# EXTRACTED MATERIAL:
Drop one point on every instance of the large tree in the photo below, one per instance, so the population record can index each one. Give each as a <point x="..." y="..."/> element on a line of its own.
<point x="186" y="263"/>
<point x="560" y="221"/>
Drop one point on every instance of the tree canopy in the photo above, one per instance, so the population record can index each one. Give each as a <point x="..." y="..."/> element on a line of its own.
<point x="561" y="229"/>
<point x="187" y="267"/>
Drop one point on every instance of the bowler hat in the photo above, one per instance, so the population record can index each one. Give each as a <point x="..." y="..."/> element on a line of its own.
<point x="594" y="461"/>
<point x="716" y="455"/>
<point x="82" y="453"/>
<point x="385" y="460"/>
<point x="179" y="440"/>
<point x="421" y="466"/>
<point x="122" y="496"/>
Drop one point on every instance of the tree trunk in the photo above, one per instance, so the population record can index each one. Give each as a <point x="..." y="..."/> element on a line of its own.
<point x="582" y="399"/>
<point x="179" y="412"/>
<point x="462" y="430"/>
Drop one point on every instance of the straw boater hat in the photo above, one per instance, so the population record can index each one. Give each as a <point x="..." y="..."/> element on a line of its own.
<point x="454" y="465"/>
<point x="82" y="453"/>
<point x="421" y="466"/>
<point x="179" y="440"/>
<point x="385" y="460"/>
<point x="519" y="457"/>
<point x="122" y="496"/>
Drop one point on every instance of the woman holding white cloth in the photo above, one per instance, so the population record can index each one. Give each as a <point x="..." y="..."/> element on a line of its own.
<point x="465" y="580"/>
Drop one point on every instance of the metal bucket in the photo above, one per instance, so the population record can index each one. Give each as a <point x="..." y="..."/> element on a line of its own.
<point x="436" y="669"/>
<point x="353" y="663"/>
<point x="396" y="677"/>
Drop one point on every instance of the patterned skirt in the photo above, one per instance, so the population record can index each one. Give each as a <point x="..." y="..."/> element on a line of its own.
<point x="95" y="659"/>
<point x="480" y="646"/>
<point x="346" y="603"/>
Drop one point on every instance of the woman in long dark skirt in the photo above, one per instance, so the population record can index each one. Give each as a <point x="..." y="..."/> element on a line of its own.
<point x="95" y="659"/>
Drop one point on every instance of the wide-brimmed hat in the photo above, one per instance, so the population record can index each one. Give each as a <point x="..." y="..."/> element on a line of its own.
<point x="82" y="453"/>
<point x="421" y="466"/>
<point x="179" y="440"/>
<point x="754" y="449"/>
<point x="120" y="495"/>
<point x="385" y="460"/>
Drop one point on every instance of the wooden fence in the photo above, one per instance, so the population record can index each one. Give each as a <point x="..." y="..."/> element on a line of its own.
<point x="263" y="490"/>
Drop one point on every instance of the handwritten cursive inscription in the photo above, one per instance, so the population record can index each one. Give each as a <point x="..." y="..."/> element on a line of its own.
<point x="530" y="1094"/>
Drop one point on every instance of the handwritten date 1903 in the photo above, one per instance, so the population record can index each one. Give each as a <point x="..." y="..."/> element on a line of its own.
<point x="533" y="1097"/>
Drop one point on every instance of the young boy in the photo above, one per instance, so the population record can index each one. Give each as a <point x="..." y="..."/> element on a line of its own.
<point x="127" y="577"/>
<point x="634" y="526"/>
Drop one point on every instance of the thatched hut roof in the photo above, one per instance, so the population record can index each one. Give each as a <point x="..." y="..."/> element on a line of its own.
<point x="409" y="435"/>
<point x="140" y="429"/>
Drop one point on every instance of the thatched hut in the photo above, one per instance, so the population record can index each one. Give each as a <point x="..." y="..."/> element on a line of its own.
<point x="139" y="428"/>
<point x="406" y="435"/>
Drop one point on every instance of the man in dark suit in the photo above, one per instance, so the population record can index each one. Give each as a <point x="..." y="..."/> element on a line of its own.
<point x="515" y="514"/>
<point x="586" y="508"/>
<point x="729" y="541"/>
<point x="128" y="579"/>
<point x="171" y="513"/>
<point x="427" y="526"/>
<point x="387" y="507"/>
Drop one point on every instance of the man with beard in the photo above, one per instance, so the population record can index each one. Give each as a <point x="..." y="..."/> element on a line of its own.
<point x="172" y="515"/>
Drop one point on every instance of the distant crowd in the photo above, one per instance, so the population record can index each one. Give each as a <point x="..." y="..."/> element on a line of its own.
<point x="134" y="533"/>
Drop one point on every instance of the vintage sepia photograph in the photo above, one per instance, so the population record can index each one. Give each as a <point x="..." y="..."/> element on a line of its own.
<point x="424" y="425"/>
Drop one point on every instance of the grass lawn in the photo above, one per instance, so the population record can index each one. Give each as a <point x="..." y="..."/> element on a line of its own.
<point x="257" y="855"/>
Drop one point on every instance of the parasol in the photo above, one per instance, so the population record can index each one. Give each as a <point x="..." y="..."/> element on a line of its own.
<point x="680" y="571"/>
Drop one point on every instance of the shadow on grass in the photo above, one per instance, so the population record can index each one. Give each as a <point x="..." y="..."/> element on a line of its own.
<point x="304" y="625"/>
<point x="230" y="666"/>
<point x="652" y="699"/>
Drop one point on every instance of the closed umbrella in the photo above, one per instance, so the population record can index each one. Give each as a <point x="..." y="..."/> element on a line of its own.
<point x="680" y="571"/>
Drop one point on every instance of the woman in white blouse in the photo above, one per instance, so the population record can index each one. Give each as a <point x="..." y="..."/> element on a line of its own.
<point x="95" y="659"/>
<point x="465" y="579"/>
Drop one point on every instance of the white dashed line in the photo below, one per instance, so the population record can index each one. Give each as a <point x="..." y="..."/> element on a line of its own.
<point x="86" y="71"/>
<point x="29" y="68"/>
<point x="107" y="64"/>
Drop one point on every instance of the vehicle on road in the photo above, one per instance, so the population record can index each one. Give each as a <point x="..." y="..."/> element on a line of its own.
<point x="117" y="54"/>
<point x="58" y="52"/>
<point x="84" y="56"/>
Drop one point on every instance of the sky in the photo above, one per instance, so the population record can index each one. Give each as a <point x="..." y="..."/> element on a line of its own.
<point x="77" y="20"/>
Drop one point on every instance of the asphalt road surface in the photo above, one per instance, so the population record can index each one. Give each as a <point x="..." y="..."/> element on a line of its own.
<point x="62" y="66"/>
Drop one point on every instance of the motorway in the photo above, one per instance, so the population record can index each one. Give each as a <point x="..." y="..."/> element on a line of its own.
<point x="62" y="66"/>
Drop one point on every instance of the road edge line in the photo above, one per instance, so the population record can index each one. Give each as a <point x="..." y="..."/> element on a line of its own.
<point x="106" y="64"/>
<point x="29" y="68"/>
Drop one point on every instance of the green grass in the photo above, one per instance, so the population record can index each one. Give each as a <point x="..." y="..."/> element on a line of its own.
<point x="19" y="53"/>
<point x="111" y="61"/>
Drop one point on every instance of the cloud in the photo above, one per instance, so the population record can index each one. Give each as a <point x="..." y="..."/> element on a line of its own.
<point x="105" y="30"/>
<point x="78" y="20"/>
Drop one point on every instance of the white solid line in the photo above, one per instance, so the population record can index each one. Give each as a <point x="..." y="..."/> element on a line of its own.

# TASK ITEM:
Produce a verbatim transcription of the entries above.

# WRITTEN REPLY:
Drop one point on every instance of the large tree in the photo below, one per instance, so the population record can index each one. Give each as a <point x="..." y="..."/> element on a line of its own.
<point x="186" y="263"/>
<point x="560" y="221"/>
Drop one point on every instance of the tree canopy in the photo above, one per instance, so the population record can index each one. Give each as a <point x="..." y="..."/> element on a line of its own.
<point x="561" y="229"/>
<point x="187" y="267"/>
Drop one point on every instance of the bowler hat in the photo above, one per instance, so the population record can index each one. Give each as a <point x="..." y="..."/> element on a line of its own.
<point x="594" y="461"/>
<point x="716" y="455"/>
<point x="82" y="453"/>
<point x="385" y="460"/>
<point x="179" y="440"/>
<point x="421" y="466"/>
<point x="122" y="496"/>
Drop one point on every instance of the tree trunk in the photo above, one per instance, so the population record can index each one. Give each as a <point x="..." y="..."/> element on a line of its own.
<point x="582" y="399"/>
<point x="179" y="412"/>
<point x="462" y="430"/>
Drop one point on every instance of the straw boater hat in the photo above, one per instance, so the population record can index each one. Give each as a <point x="..." y="..."/> element on a line of its own.
<point x="454" y="465"/>
<point x="82" y="453"/>
<point x="421" y="466"/>
<point x="179" y="440"/>
<point x="385" y="460"/>
<point x="519" y="457"/>
<point x="122" y="496"/>
Drop one point on every instance of the woman holding white cloth in the photo above, one per instance, so the population record can index each one. Give each as a <point x="..." y="..."/> element on a line of its own.
<point x="465" y="580"/>
Drop one point on every instance of the metal bucket in the photo above, one per instance, so the population record can index each one. Give each as a <point x="..." y="..."/> element on a line of its own.
<point x="436" y="669"/>
<point x="353" y="663"/>
<point x="396" y="677"/>
Drop one point on every instance of the patterned skirt in the photo above, one per instance, so the population record can index each one. Give each as a <point x="..." y="..."/> element on a line of its own.
<point x="95" y="659"/>
<point x="480" y="646"/>
<point x="346" y="603"/>
Drop one point on every instance of the woman in long dark skirt in the photo above, one per instance, so the population record can index each one. Give each as a <point x="..." y="..."/> element on a line of its own.
<point x="95" y="659"/>
Drop one point on every instance of the wide-brimmed hat in the photo above, one per instance, so the population record can index each one. Give each as a <point x="..." y="..."/> element on a line of its own.
<point x="82" y="453"/>
<point x="421" y="466"/>
<point x="179" y="440"/>
<point x="754" y="449"/>
<point x="120" y="495"/>
<point x="385" y="460"/>
Drop one point on every instance of the wooden fence in the photo above, one per instance, so the population record can index each one. Give each as a <point x="..." y="..."/> element on a line of its own.
<point x="263" y="490"/>
Drop one point on every instance of the handwritten cursive inscription in the photo above, one per instance, so the population record can index each one. Give each as a <point x="..." y="..."/> element on a line of its own.
<point x="530" y="1094"/>
Drop one point on every instance of the handwritten date 1903 in the photo above, one per instance, so the population record can index each one. Give each as a <point x="..." y="..."/> element on a line of its own.
<point x="533" y="1097"/>
Drop one point on every instance of the young boy in the photo above, one per instance, so the population record can index each one. Give each as a <point x="..." y="..."/> element on a line of its own.
<point x="127" y="577"/>
<point x="634" y="526"/>
Drop one point on every instance of the thatched hut roof in the photo above, one per instance, so the population record can index each one. Give each as a <point x="..." y="..."/> element on a line of its own.
<point x="409" y="435"/>
<point x="140" y="429"/>
Drop one point on every instance of the thatched hut in the photo above, one per instance, so the population record can index each one. Give each as a <point x="..." y="..."/> element on a line of its own.
<point x="139" y="428"/>
<point x="406" y="435"/>
Drop one point on every instance of the man in dark suit in the photo above, one per instance, so the population record can index each one. Give each as a <point x="..." y="..."/> element on a line of its own.
<point x="515" y="514"/>
<point x="586" y="508"/>
<point x="729" y="541"/>
<point x="128" y="579"/>
<point x="171" y="513"/>
<point x="427" y="526"/>
<point x="387" y="507"/>
Drop one point on every instance of the man with beard in the photo above, one per instance, so the population record can index each one. Give each as a <point x="..." y="..."/> element on a line of its own.
<point x="172" y="515"/>
Drop one point on every instance of the distant crowd in the photo above, one per instance, so the population record can index each one. Give each as a <point x="..." y="..."/> element on a line of its own.
<point x="134" y="533"/>
Drop one point on every instance of the vintage sepia photograph in the photo above, one per instance, so the population record can index each one. Give each as a <point x="..." y="..."/> element on a line of its own.
<point x="424" y="425"/>
Drop one point on every instance of the grass lawn in the photo above, one per instance, so the population record can index each one. Give each as a <point x="..." y="..."/> element on a line of its own.
<point x="257" y="855"/>
Drop one point on every instance of the parasol in the photo above, one per instance, so the population record can index each one. Give each as a <point x="..." y="..."/> element on a line of its own.
<point x="680" y="571"/>
Drop one point on every instance of the shadow on grass in the photo above, one per instance, so the population record can index each one. Give each as a <point x="..." y="..."/> element on a line of its own.
<point x="304" y="625"/>
<point x="230" y="666"/>
<point x="652" y="699"/>
Drop one point on every instance of the closed umbrella in the photo above, one per instance, so the population record can index each one. Give each as a <point x="..." y="..."/> element on a line of its own.
<point x="680" y="571"/>
Drop one point on every instance of the woman in white blouse in the photo above, one per instance, so the population record can index each one. Give each as a <point x="..." y="..."/> element on a line of its own.
<point x="95" y="659"/>
<point x="465" y="579"/>
Drop one point on every instance of the white dashed line in the photo below, one per instance, so the population record can index each one. Give each as a <point x="..." y="..."/> element on a line of its own.
<point x="86" y="71"/>
<point x="29" y="68"/>
<point x="107" y="64"/>
Drop one point on every instance of the vehicle on road in the photo above, one per instance, so the population record can index each one. Give each as a <point x="..." y="..."/> element on a line of its own.
<point x="117" y="54"/>
<point x="58" y="52"/>
<point x="84" y="56"/>
Drop one point on every instance of the sky in the photo above, one per instance, so the population record can index each one. Give each as a <point x="..." y="..."/> element on a line of its own.
<point x="77" y="20"/>
Drop one point on every instance of the asphalt road surface in the photo above, one per instance, so the population record can index each one. Give each as a <point x="..." y="..."/> element on a line of its own.
<point x="62" y="66"/>
Drop one point on every instance of the motorway in the photo above, one per instance, so the population record can index each one. Give each as a <point x="..." y="..."/> element on a line of its own.
<point x="62" y="66"/>
Drop one point on every instance of the road edge line in the photo above, one per instance, so the population record can index each one. Give each as a <point x="..." y="..."/> element on a line of its own.
<point x="106" y="64"/>
<point x="29" y="68"/>
Drop one point on every instance of the green grass in the photo above, one per instance, so the population record can index each one. Give each as a <point x="..." y="..."/> element on a line of its own.
<point x="19" y="53"/>
<point x="111" y="61"/>
Drop one point on every instance of the cloud in the photo above, one per instance, so the population record can index each one. Give each as a <point x="..." y="..."/> element on a line of its own.
<point x="105" y="30"/>
<point x="78" y="20"/>
Drop one point on every instance of the white solid line in the photo above, one per instance, so the population record can index each one. Give each as a <point x="..." y="..."/> element on a line of its own.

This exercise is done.